**Work request**
Extract from the listing each line in which the word "beach" appears.

----------------

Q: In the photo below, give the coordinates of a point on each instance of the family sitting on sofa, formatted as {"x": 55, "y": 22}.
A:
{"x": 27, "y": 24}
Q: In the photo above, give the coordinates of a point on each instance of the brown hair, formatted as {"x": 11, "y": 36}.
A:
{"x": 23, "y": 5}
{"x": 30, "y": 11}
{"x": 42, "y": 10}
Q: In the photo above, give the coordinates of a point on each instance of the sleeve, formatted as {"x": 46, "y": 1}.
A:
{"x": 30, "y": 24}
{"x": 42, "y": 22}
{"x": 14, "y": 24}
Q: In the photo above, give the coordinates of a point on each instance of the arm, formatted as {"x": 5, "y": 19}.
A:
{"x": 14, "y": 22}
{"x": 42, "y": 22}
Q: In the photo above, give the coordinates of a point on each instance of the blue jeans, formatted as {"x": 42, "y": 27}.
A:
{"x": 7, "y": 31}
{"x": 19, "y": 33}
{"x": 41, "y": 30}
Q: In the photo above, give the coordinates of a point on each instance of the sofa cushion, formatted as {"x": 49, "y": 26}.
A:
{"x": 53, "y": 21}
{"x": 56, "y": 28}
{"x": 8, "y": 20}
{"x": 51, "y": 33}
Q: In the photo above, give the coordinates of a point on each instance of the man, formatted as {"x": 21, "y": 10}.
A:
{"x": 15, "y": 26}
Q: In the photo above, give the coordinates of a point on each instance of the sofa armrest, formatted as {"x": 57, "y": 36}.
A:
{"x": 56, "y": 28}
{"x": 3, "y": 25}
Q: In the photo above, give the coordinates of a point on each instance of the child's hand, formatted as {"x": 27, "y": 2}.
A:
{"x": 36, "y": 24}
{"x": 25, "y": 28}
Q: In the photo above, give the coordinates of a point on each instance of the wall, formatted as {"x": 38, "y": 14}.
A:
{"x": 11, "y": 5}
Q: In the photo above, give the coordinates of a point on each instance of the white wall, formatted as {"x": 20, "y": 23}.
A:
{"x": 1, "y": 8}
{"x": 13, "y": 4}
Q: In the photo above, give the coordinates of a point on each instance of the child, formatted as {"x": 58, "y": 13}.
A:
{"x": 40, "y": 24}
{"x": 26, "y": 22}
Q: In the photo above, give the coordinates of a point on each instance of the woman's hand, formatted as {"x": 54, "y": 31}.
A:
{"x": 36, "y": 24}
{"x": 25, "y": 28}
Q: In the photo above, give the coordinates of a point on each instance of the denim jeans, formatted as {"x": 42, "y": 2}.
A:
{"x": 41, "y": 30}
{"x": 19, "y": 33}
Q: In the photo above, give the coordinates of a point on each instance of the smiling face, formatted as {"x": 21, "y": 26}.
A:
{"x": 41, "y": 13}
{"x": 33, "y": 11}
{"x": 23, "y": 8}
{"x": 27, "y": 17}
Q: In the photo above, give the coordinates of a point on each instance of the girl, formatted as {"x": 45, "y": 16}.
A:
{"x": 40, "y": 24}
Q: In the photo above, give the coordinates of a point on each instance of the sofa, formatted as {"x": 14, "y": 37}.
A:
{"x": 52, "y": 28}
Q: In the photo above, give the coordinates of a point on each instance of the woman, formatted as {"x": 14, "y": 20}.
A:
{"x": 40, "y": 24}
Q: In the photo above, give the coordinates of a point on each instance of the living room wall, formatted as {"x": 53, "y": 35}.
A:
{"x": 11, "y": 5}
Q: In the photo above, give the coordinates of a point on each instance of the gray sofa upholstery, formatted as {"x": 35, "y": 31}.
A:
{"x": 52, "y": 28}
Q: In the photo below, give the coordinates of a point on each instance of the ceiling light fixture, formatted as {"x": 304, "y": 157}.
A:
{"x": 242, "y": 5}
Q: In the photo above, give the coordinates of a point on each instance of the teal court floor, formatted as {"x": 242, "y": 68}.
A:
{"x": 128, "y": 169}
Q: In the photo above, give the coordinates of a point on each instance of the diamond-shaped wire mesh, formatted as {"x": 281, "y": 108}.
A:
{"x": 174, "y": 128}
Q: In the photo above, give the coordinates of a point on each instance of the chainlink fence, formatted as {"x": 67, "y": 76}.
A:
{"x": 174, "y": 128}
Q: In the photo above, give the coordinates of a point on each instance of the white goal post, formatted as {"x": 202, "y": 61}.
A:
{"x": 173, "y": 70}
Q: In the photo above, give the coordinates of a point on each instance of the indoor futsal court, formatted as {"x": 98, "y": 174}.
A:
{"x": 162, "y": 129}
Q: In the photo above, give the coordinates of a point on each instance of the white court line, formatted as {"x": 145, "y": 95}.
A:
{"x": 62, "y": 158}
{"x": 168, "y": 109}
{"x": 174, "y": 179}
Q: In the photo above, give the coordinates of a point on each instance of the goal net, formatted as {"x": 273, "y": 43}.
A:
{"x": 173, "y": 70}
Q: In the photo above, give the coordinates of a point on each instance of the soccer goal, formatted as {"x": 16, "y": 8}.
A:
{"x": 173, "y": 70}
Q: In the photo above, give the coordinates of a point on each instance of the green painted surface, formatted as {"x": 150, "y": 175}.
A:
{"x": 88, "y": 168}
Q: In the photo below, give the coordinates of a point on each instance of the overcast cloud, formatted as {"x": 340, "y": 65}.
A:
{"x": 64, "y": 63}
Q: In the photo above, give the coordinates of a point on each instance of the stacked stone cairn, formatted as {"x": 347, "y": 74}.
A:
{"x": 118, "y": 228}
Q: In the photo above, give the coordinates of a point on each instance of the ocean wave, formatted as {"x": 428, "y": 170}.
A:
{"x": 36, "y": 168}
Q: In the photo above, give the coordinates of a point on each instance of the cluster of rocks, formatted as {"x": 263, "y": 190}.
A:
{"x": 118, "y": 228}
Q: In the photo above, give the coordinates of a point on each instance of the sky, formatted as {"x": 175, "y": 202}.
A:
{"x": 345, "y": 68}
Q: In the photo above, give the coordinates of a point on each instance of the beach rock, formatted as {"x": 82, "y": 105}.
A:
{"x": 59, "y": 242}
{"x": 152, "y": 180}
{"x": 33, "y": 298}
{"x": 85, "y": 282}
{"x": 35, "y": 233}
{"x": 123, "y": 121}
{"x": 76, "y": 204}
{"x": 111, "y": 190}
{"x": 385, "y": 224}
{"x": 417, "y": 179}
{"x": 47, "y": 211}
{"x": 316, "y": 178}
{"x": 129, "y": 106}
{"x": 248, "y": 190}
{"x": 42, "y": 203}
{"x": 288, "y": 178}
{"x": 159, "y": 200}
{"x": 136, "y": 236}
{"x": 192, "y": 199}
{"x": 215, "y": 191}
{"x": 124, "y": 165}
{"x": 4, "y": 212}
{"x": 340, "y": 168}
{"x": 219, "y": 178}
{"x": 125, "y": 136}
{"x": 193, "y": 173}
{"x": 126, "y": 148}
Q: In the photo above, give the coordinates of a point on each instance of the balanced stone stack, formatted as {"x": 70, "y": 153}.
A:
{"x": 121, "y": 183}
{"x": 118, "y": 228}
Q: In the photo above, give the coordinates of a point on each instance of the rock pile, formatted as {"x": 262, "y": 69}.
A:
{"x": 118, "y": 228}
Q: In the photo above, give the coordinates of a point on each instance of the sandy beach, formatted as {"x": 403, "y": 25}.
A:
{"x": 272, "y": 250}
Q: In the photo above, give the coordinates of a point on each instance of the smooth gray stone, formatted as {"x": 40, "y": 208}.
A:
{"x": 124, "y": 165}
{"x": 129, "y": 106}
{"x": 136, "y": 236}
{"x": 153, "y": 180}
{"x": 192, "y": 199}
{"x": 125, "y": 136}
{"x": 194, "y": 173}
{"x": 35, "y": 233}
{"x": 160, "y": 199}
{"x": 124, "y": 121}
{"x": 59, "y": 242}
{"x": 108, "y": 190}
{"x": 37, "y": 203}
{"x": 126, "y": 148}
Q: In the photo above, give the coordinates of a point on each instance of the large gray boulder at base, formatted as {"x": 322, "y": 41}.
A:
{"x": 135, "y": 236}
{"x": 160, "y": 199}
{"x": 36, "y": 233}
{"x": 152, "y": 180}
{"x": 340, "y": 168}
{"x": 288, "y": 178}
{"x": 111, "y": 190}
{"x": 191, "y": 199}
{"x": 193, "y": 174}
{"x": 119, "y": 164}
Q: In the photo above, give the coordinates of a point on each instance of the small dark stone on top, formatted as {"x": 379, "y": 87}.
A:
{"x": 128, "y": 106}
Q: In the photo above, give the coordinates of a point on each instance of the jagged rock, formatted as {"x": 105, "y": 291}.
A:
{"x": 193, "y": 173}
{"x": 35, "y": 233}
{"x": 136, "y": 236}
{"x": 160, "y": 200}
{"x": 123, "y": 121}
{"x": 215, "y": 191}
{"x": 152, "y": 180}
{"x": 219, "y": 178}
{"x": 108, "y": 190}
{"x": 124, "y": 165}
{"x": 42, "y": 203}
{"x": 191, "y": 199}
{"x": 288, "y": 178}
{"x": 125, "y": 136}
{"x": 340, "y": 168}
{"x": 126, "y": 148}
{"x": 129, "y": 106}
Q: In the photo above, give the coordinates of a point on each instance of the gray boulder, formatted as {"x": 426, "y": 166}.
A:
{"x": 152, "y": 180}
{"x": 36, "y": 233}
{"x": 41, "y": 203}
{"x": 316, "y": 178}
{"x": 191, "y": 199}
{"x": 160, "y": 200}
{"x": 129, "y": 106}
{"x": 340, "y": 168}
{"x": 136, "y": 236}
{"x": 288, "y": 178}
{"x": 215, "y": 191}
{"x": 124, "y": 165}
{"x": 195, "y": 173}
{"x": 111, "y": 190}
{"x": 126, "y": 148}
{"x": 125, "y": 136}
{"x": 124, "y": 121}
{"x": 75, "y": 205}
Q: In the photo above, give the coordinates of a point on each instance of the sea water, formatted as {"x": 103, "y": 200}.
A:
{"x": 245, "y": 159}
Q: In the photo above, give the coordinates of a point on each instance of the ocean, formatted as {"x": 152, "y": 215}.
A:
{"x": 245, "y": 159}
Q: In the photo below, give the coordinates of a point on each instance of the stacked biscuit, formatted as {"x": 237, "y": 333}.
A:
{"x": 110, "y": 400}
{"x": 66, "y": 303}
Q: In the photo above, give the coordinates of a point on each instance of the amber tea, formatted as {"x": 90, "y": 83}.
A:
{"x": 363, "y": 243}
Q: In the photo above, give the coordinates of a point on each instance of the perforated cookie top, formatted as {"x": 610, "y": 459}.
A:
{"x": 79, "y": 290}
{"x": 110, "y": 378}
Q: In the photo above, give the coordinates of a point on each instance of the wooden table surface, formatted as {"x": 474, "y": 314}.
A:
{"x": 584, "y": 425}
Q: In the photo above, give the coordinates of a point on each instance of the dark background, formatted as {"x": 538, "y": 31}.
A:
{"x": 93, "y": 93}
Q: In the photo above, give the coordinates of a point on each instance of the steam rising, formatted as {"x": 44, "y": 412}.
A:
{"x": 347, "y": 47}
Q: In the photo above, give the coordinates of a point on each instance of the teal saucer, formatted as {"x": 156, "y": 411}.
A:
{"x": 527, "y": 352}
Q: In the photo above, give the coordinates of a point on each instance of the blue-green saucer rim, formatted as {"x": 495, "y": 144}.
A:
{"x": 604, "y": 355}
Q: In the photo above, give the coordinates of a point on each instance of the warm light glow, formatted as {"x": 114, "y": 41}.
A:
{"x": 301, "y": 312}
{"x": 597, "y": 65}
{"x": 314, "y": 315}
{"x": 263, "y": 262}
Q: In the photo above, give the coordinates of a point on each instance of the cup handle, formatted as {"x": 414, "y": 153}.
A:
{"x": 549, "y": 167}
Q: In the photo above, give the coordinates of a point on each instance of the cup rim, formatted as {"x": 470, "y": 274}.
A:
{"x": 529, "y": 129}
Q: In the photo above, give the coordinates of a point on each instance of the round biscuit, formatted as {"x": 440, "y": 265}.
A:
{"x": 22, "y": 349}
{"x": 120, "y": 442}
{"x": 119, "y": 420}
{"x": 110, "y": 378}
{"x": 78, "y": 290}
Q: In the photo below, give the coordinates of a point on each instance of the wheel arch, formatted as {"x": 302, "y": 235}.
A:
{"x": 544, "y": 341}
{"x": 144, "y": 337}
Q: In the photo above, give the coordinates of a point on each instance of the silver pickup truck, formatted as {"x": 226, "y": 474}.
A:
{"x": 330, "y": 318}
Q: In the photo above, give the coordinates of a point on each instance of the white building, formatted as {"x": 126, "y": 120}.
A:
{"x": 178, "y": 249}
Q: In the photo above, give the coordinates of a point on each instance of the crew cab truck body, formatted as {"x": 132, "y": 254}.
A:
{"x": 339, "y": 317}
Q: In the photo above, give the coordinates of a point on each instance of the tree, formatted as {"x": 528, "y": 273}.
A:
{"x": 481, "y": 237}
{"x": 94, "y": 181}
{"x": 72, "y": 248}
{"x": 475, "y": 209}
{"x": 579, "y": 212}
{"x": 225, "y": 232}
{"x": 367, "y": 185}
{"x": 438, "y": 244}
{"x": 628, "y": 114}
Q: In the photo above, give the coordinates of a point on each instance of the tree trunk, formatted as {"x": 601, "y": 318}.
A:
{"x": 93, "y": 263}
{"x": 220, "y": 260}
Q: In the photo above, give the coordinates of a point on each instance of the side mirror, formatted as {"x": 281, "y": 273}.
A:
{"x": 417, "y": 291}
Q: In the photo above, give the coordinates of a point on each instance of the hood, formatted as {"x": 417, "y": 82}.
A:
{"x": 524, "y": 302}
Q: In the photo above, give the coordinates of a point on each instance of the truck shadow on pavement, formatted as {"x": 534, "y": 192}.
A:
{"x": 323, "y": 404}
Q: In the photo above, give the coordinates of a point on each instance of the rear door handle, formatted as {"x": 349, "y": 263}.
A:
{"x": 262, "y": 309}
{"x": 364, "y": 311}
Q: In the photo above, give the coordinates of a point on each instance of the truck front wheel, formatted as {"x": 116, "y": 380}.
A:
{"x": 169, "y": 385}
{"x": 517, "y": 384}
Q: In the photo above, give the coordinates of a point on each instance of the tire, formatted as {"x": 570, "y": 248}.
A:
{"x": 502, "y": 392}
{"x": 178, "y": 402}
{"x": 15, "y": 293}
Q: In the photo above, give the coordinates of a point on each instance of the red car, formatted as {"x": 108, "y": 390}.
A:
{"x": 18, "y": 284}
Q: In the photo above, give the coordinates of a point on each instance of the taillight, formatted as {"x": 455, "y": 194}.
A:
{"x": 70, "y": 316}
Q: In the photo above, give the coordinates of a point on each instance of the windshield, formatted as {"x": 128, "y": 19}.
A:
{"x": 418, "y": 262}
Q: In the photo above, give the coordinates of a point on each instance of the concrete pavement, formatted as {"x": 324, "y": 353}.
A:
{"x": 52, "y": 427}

----------------

**Exercise solution**
Q: In the photo above, give the coordinates of a point on each instance of the beach rock, formatted as {"x": 82, "y": 105}.
Q: In the photo above, give the coordinates of a point on each instance of the sandy beach, formatted as {"x": 403, "y": 25}.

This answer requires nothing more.